- [CONSIGNES]
(A) Relevez tous les noms de villes et de régions cités dans l'extrait sur le procès d'Ikea France.
(B) Poursuivez l'extrait sur le procès d'Ikea France à partir de sa dernière phrase.

Le procès de la filiale française d’Ikea, accusée d’avoir mis en place un système de surveillance illégal de certains de ses salariés, notamment de syndicalistes, s’est ouvert ce lundi 22 mars devant le tribunal correctionnel de Versailles.
Révélée en 2012 par Le Canard Enchaîné et Mediapart, l’affaire instruite après une plainte du syndicat FO avait sérieusement ébranlé Ikea France, contrainte de licencier quatre de ses dirigeants.
Des listes de “personnes à tester”
L’instruction a mis au jour, selon les termes du parquet de Versailles, un “système d’espionnage” d’employés et de candidats à l’embauche s’étendant sur l’ensemble du pays, d’Avignon à Reims, en passant par l’Île-de-France. Selon l’accusation, plusieurs centaines de personnes ont ainsi été passées au crible, leurs antécédents judiciaires ou leur train de vie scrupuleusement examinés.

Entrées de données

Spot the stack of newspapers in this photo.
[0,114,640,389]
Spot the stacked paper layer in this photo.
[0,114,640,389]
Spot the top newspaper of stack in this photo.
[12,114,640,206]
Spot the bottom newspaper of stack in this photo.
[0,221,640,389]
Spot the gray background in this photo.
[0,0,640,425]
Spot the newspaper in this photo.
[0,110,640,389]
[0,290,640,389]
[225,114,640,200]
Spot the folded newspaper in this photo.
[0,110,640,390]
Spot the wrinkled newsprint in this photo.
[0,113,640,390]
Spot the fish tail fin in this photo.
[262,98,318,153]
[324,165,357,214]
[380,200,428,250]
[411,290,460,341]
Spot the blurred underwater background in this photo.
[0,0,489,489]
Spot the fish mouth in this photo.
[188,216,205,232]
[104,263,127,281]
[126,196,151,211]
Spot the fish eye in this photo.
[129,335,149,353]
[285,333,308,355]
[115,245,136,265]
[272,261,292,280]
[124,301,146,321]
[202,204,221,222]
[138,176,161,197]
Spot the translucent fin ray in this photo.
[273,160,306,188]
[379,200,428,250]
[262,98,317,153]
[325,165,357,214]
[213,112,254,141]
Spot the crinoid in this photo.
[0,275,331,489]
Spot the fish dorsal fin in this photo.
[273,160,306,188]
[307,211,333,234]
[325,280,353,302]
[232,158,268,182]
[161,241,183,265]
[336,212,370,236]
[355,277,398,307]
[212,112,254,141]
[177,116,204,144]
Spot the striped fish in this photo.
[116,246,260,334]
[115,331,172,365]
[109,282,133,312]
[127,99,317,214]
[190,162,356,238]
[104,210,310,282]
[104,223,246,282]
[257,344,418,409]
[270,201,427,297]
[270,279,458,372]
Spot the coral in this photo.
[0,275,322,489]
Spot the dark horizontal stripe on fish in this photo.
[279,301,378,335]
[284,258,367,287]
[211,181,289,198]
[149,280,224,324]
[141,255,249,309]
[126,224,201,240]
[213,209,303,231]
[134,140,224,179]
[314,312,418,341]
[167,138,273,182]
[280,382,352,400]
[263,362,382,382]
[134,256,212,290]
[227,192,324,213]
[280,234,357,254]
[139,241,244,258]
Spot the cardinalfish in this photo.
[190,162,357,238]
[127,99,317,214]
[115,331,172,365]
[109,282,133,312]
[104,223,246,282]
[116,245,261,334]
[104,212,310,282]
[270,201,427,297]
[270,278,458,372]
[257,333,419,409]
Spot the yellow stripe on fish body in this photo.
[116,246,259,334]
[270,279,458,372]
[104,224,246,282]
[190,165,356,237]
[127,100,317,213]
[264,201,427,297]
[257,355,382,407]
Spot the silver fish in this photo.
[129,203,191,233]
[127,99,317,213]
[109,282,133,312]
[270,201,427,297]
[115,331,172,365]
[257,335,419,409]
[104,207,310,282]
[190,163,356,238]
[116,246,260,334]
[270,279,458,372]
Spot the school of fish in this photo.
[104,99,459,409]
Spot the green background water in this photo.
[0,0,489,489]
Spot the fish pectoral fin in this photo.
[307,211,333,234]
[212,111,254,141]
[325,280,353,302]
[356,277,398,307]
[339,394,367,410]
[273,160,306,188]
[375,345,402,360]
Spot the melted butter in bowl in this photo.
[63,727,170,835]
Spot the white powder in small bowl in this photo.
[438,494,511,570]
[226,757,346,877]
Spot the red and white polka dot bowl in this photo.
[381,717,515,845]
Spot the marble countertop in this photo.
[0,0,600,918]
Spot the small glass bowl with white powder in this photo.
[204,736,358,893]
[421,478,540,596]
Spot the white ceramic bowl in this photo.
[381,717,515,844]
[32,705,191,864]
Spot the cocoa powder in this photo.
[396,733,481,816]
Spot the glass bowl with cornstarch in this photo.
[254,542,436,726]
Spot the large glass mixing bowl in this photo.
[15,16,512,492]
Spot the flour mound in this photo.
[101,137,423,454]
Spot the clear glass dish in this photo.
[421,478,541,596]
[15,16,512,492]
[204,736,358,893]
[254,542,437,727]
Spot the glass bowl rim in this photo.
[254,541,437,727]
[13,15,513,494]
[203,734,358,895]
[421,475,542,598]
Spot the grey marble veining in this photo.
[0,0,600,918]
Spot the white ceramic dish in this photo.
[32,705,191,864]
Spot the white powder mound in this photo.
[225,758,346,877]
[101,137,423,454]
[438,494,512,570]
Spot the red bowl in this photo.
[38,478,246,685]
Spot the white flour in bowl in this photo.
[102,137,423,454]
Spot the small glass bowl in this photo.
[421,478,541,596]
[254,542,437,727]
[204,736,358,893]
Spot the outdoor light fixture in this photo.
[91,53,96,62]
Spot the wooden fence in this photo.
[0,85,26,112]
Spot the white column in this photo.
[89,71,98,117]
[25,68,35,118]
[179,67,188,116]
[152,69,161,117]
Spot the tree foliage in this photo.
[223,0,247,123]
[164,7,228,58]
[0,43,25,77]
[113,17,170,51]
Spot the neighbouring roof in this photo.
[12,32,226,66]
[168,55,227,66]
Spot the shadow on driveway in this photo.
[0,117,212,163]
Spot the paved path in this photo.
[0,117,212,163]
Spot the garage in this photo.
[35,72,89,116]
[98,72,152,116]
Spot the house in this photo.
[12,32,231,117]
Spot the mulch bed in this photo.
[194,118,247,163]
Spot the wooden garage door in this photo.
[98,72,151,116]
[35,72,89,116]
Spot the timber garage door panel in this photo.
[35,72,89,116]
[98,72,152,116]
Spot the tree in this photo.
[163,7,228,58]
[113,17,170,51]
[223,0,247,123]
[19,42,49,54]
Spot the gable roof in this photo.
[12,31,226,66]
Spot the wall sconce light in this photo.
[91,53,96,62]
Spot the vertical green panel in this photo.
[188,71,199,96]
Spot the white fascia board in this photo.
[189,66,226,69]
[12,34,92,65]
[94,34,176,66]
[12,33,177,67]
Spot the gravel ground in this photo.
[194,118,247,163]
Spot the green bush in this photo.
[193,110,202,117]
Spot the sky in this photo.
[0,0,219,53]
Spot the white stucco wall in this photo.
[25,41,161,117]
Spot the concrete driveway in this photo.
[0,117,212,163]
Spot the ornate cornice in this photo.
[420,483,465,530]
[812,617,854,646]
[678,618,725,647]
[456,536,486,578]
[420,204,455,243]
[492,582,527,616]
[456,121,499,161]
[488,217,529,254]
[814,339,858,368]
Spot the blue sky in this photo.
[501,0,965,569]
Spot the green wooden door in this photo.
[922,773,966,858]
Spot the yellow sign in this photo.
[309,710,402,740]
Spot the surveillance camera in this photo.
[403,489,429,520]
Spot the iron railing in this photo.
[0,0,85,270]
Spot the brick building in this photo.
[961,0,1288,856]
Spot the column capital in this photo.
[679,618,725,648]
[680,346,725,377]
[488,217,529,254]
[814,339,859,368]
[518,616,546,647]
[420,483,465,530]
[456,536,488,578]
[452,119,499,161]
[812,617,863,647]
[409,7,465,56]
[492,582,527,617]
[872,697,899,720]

- [RÉPONSES PAR TÂCHE]
(A) Versailles, Avignon, Reims, Île-de-France

(B)
Les prévenus sont notamment poursuivis pour collecte et divulgation illicite d’informations personnelles, violation du secret professionnel ou recel de ces délits, ce qui expose certains d’entre eux à une peine maximale de dix ans d’emprisonnement.
L’enquête a notamment montré que l’ex-directeur de la gestion des risques d’Ikea France envoyait des listes de personnes ”à tester” à des sociétés d’investigation privées auxquelles la filiale allouait un budget de 30.000 à 600.000 euros par an, selon l’ordonnance de la juge d’instruction consultée par l’AFP. Parmi leurs cibles, des salariés de la société ou des candidats au recrutement.
Dans le procès qui doit durer jusqu’au 2 avril, la filiale française d’Ikea, qui emploie 10.000 salariés, est poursuivie en tant que personne morale et encourt jusqu’à 3,75 millions d’euros d’amende.
Des alertes répétées
Si le cas d’Ikea France a connu un fort écho médiatique, notamment en raison de l’ampleur du système dénoncé et de la notoriété du géant de l’ameublement, l’affaire n’a rien d’un cas isolé. De nombreuses alertes sont portées chaque année devant la Commission nationale de l’informatique et des libertés (CNIL), où elles ont représenté en 2019 un peu plus de 10% des plaintes reçues.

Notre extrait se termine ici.